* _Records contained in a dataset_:
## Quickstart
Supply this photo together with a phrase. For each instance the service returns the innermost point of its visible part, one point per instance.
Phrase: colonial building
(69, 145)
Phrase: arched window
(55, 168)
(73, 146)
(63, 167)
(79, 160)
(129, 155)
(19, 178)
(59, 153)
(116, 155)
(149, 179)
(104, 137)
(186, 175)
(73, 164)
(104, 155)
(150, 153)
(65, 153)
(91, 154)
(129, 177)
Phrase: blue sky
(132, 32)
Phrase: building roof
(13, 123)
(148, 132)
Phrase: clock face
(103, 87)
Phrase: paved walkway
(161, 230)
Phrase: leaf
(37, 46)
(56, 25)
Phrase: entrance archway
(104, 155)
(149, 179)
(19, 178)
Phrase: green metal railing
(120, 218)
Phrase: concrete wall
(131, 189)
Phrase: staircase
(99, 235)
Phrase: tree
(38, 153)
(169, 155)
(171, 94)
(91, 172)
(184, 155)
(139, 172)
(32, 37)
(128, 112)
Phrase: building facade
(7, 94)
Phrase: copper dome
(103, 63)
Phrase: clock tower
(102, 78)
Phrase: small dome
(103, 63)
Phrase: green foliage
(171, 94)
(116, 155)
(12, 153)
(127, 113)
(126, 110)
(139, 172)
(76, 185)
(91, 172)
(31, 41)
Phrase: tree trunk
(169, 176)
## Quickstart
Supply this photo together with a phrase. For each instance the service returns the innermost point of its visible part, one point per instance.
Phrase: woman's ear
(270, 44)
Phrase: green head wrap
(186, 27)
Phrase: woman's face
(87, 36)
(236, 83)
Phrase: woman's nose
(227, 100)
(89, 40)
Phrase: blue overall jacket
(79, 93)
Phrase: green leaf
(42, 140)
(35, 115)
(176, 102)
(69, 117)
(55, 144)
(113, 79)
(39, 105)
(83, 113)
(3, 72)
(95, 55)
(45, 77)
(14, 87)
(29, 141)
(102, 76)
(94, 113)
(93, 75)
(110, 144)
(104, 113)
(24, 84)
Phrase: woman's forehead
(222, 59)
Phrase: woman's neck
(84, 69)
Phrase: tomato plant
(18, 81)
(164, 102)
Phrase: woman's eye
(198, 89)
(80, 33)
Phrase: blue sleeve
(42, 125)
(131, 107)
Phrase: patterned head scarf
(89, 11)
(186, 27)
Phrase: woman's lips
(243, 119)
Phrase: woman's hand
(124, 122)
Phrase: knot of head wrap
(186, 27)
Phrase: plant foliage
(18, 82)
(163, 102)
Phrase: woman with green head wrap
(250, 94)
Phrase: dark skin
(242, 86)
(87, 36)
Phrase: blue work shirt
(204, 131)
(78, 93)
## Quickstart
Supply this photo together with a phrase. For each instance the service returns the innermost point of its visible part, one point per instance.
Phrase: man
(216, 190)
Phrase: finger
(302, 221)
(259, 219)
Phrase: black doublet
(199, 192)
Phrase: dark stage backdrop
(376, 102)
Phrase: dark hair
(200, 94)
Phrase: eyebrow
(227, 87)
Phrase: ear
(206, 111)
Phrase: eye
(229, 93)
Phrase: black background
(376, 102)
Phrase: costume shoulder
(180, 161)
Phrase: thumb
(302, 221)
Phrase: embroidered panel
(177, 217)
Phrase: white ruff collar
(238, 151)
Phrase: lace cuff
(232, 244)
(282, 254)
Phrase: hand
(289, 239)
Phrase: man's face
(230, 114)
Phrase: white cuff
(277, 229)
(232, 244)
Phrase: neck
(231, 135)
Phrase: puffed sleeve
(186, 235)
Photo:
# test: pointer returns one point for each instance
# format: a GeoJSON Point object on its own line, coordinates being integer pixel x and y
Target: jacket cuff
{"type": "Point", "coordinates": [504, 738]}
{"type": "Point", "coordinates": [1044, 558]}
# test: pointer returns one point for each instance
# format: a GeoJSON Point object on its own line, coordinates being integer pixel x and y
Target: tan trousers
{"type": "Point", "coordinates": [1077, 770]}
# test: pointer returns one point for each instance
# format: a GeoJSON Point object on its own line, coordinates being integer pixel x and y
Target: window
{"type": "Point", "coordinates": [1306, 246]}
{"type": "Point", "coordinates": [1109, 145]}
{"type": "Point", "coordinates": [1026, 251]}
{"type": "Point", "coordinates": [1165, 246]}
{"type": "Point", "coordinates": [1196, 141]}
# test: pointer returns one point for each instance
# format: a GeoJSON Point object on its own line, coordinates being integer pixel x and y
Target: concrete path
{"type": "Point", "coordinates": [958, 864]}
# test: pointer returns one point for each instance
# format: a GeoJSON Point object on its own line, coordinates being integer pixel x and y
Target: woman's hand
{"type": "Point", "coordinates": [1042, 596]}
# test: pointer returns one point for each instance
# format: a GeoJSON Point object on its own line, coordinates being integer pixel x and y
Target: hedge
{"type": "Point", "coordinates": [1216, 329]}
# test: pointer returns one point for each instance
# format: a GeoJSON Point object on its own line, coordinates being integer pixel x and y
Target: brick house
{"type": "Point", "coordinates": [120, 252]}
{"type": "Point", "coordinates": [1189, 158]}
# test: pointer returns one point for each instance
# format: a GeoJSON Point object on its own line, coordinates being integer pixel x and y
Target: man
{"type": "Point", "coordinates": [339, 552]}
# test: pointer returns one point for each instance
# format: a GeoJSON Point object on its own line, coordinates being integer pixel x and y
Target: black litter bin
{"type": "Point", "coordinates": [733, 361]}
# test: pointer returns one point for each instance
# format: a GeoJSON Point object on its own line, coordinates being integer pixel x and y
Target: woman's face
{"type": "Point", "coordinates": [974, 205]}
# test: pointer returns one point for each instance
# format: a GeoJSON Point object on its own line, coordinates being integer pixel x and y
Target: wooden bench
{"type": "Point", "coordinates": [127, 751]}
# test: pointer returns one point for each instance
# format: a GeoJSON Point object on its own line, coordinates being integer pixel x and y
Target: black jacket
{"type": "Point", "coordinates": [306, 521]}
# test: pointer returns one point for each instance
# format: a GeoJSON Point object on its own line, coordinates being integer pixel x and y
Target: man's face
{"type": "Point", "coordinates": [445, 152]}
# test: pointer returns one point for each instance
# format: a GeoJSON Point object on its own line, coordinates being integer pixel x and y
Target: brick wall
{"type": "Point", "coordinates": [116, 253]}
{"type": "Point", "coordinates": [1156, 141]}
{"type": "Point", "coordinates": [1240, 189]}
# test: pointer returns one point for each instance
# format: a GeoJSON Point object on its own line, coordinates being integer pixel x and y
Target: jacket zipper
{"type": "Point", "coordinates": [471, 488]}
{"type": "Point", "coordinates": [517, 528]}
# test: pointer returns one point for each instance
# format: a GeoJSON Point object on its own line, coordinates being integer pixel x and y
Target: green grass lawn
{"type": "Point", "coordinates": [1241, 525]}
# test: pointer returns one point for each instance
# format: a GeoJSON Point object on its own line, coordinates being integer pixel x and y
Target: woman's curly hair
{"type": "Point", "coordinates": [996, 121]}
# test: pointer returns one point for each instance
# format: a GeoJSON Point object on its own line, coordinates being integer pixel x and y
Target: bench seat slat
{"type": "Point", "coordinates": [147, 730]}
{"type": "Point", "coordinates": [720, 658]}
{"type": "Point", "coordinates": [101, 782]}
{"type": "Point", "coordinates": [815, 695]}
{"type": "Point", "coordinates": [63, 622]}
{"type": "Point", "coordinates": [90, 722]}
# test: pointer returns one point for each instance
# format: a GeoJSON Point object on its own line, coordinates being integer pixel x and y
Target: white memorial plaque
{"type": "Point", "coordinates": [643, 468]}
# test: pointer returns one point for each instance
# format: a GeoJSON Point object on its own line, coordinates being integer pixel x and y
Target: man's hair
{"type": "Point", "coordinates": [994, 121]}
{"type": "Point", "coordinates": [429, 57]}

* _Problem requirements_:
Copy every record exactly, with nothing added or dropped.

* _Answer to the task_:
## Quickstart
Supply this photo together with a phrase. For each instance the service returns the innermost point of its visible part, one point per instance.
Phrase: colonial building
(69, 145)
Phrase: arched window
(55, 168)
(73, 146)
(63, 167)
(79, 160)
(129, 155)
(19, 178)
(59, 153)
(116, 155)
(149, 179)
(104, 137)
(186, 175)
(73, 164)
(104, 155)
(150, 153)
(65, 153)
(91, 154)
(129, 177)
Phrase: blue sky
(132, 32)
Phrase: building roof
(13, 123)
(148, 132)
Phrase: clock face
(103, 87)
Phrase: paved walkway
(161, 230)
Phrase: leaf
(37, 46)
(56, 25)
Phrase: entrance archway
(104, 155)
(149, 179)
(19, 178)
Phrase: green metal railing
(120, 218)
Phrase: concrete wall
(131, 189)
Phrase: staircase
(99, 235)
Phrase: tree
(38, 153)
(169, 155)
(171, 94)
(91, 172)
(184, 155)
(139, 172)
(32, 37)
(128, 112)
Phrase: building facade
(7, 94)
Phrase: copper dome
(103, 63)
Phrase: clock tower
(102, 78)
Phrase: small dome
(103, 63)
Phrase: green foliage
(171, 94)
(116, 155)
(12, 153)
(127, 113)
(126, 110)
(139, 172)
(76, 185)
(91, 172)
(31, 41)
Phrase: tree trunk
(169, 176)
## Quickstart
Supply this photo together with a phrase. For each instance the service returns the innermost point of its visible part, one point per instance.
Phrase: woman's ear
(270, 44)
Phrase: green head wrap
(186, 27)
Phrase: woman's face
(87, 36)
(236, 83)
Phrase: woman's nose
(227, 100)
(89, 40)
Phrase: blue overall jacket
(79, 93)
Phrase: green leaf
(42, 140)
(35, 115)
(176, 102)
(69, 117)
(55, 144)
(113, 79)
(39, 105)
(83, 113)
(3, 72)
(95, 55)
(45, 77)
(14, 87)
(29, 141)
(102, 76)
(94, 113)
(93, 75)
(110, 144)
(104, 113)
(24, 84)
Phrase: woman's forehead
(222, 59)
Phrase: woman's neck
(84, 69)
Phrase: tomato plant
(18, 81)
(164, 102)
Phrase: woman's eye
(198, 89)
(80, 33)
Phrase: blue sleeve
(42, 125)
(131, 107)
Phrase: patterned head scarf
(89, 11)
(186, 27)
Phrase: woman's lips
(243, 119)
Phrase: woman's hand
(124, 122)
Phrase: knot of head wrap
(186, 27)
Phrase: plant foliage
(18, 82)
(163, 102)
Phrase: woman with green head wrap
(250, 94)
Phrase: dark skin
(242, 86)
(87, 36)
Phrase: blue work shirt
(204, 131)
(78, 93)
## Quickstart
Supply this photo together with a phrase. For each instance the service returns the innermost point of its visible part, one point per instance.
Phrase: man
(216, 190)
Phrase: finger
(302, 221)
(259, 219)
Phrase: black doublet
(199, 192)
Phrase: dark stage backdrop
(376, 102)
Phrase: dark hair
(200, 94)
Phrase: eyebrow
(227, 87)
Phrase: ear
(206, 111)
Phrase: eye
(229, 93)
Phrase: black background
(376, 102)
Phrase: costume shoulder
(180, 161)
Phrase: thumb
(302, 221)
Phrase: embroidered panel
(177, 217)
Phrase: white ruff collar
(238, 151)
Phrase: lace cuff
(232, 244)
(282, 254)
Phrase: hand
(289, 239)
Phrase: man's face
(230, 114)
Phrase: white cuff
(277, 229)
(232, 244)
Phrase: neck
(231, 135)
Phrase: puffed sleeve
(186, 235)
Photo:
# test: pointer returns one point for each instance
# format: a GeoJSON Point object on its own line, coordinates being integer pixel x and y
Target: jacket cuff
{"type": "Point", "coordinates": [504, 738]}
{"type": "Point", "coordinates": [1044, 558]}
# test: pointer returns one point for each instance
# format: a GeoJSON Point object on its own line, coordinates being integer pixel x and y
Target: tan trousers
{"type": "Point", "coordinates": [1077, 770]}
# test: pointer returns one point for each instance
# format: a GeoJSON Point object on its own line, coordinates being integer pixel x and y
Target: window
{"type": "Point", "coordinates": [1306, 246]}
{"type": "Point", "coordinates": [1109, 145]}
{"type": "Point", "coordinates": [1026, 251]}
{"type": "Point", "coordinates": [1165, 246]}
{"type": "Point", "coordinates": [1196, 141]}
# test: pointer returns one point for each instance
# format: a GeoJSON Point object on its own line, coordinates being integer pixel x and y
Target: concrete path
{"type": "Point", "coordinates": [958, 864]}
# test: pointer returns one point for each instance
# format: a GeoJSON Point object on its own line, coordinates being integer pixel x and y
Target: woman's hand
{"type": "Point", "coordinates": [1042, 596]}
# test: pointer returns one point for each instance
# format: a GeoJSON Point object on its own line, coordinates being integer pixel x and y
Target: hedge
{"type": "Point", "coordinates": [1216, 329]}
# test: pointer returns one point for each instance
# format: a GeoJSON Point object on its own line, coordinates being integer pixel x and y
Target: brick house
{"type": "Point", "coordinates": [120, 252]}
{"type": "Point", "coordinates": [1189, 158]}
# test: pointer returns one point for each instance
# format: a GeoJSON Point object on its own line, coordinates being integer pixel x and y
Target: man
{"type": "Point", "coordinates": [339, 552]}
# test: pointer returns one point for each instance
# format: a GeoJSON Point object on its own line, coordinates being integer pixel x and y
Target: black litter bin
{"type": "Point", "coordinates": [733, 361]}
# test: pointer returns one point for each instance
# format: a GeoJSON Point object on its own line, coordinates being integer pixel x and y
Target: woman's face
{"type": "Point", "coordinates": [974, 205]}
# test: pointer returns one point for each instance
# format: a GeoJSON Point object on its own line, coordinates being integer pixel x and y
Target: wooden bench
{"type": "Point", "coordinates": [127, 751]}
# test: pointer returns one point for each instance
# format: a GeoJSON Point object on its own line, coordinates being integer pixel x and y
Target: black jacket
{"type": "Point", "coordinates": [306, 521]}
# test: pointer returns one point for each instance
# format: a GeoJSON Point object on its own line, coordinates being integer pixel x and y
Target: man's face
{"type": "Point", "coordinates": [445, 152]}
# test: pointer returns one point for each instance
# format: a GeoJSON Point object on its own line, coordinates being integer pixel x and y
Target: brick wall
{"type": "Point", "coordinates": [116, 253]}
{"type": "Point", "coordinates": [1156, 141]}
{"type": "Point", "coordinates": [1240, 189]}
# test: pointer returns one point for each instance
# format: a GeoJSON Point object on its own line, coordinates being integer pixel x and y
Target: jacket zipper
{"type": "Point", "coordinates": [471, 488]}
{"type": "Point", "coordinates": [517, 528]}
# test: pointer returns one point for each instance
# format: a GeoJSON Point object on its own line, coordinates being integer pixel x and y
Target: green grass lawn
{"type": "Point", "coordinates": [1241, 525]}
# test: pointer returns one point for each instance
# format: a GeoJSON Point object on its own line, coordinates being integer pixel x and y
Target: woman's curly hair
{"type": "Point", "coordinates": [996, 121]}
# test: pointer returns one point for each instance
# format: a GeoJSON Point object on its own line, coordinates being integer pixel x and y
Target: bench seat slat
{"type": "Point", "coordinates": [147, 730]}
{"type": "Point", "coordinates": [720, 658]}
{"type": "Point", "coordinates": [101, 782]}
{"type": "Point", "coordinates": [815, 695]}
{"type": "Point", "coordinates": [63, 622]}
{"type": "Point", "coordinates": [90, 722]}
# test: pointer returns one point for each instance
# format: a GeoJSON Point object on its own line, coordinates being integer pixel x and y
Target: white memorial plaque
{"type": "Point", "coordinates": [643, 468]}
# test: pointer returns one point for each instance
# format: a GeoJSON Point object on its own line, coordinates being integer pixel x and y
Target: man's hair
{"type": "Point", "coordinates": [994, 121]}
{"type": "Point", "coordinates": [429, 57]}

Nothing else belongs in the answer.